- _SOURCE DOCUMENT_:
New studies have found that there may be an easy way to protect your child from food allergies.
Want to keep your baby from developing a potentially deadly peanut allergy? Make your child gobble down peanuts, a new study says.
Two new studies have found that feeding babies peanuts or other allergy-causing foods can protect them from those allergies to begin with, according to a statement from the Benaroya Research Initiative.
Early prevention appears to be key to preventing children from developing food allergies, and the allergy protection lasts at least through the age of 5. The studies even found that you could stop feeding them peanuts for a year and it would be OK.
In the second study, scientists found that this strategy could work with other foods that often cause allergies, such as eggs.
Food allergies are no joke: they can be deadly, especially for children, and they affect up to 8 percent of kids under the age of 3.
“The … findings exceeded our expectations and demonstrated that the early consumption of peanuts provided stable and sustained protection against the development of peanut allergy in children at greatest risk for this allergy,” Dr. Gideon Lack from Kings College London said in the statement. “This protective effect occurred irrespective of whether the children completely avoided peanut for one year or continued to eat it sporadically.”

- _LISTED RECORDS_:
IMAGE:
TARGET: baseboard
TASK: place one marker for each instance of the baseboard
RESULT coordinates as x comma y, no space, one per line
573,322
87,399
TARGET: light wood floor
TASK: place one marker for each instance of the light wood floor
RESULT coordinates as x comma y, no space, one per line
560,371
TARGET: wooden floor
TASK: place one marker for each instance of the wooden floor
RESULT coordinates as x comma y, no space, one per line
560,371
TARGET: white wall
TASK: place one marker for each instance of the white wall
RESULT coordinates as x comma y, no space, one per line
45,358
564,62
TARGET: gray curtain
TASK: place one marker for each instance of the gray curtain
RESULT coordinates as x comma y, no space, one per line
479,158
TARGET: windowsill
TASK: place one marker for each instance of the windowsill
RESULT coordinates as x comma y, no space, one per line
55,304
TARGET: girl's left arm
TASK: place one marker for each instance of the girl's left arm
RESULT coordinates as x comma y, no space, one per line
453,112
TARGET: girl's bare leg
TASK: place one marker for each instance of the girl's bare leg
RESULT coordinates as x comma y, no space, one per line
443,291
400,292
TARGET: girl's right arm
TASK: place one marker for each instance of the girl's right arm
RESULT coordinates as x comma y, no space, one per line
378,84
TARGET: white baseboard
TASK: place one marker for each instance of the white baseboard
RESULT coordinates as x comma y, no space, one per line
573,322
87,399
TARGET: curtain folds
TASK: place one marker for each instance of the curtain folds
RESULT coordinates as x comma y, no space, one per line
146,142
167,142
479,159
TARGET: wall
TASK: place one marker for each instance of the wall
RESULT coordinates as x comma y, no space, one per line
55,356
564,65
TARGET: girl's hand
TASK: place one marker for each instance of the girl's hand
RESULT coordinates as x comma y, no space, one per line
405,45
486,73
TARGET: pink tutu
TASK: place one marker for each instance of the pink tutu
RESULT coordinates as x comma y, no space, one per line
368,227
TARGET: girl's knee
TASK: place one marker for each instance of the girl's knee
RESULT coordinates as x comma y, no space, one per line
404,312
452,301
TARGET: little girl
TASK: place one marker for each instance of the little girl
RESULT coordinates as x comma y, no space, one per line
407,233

- _REQUIREMENT A_:
In the article on preventing peanut allergies, rewrite the part that opens with the words containing "Early prevention appears" and closes with "such as eggs.", substituting "milk" for "eggs".
- _REQUIREMENT B_:
Based on the article on preventing peanut allergies, say whether each statement agrees with it, answering yes or no and quoting the words that decide it.
(i) The protection from early peanut feeding lasts at least through age 5.
(ii) The second study looked only at peanuts.
(iii) Children had to keep eating peanut without a break for the protection to hold.
- _REQUIREMENT C_:
Extend the article on preventing peanut allergies in babies, picking up after its last sentence.

- _TASK ANSWER A_:
Early prevention appears to be key to preventing children from developing food allergies, and the allergy protection lasts at least through the age of 5. The studies even found that you could stop feeding them peanuts for a year and it would be OK.
In the second study, scientists found that this strategy could work with other foods that often cause allergies, such as milk.

- _TASK ANSWER B_:
(i) Yes: "the allergy protection lasts at least through the age of 5"
(ii) No: "this strategy could work with other foods that often cause allergies, such as eggs"
(iii) No: "This protective effect occurred irrespective of whether the children completely avoided peanut for one year or continued to eat it sporadically."

- _TASK ANSWER C_:
He added: “We are grateful to the children and their families who participated in this important trial. We believe this new information will inform the public health debate on infant guidelines and shed light on the mechanisms that underpin the induction of oral tolerance.”
Dr. Gerald Nepom, Director of the Immune Tolerance Network, said that the study offers “reassurance” that eating foods that contain peanuts is safe after “successful tolerance therapy,” adding: “The immune system appears to remember and sustain its tolerant state, even without continuous regular exposure to peanuts.”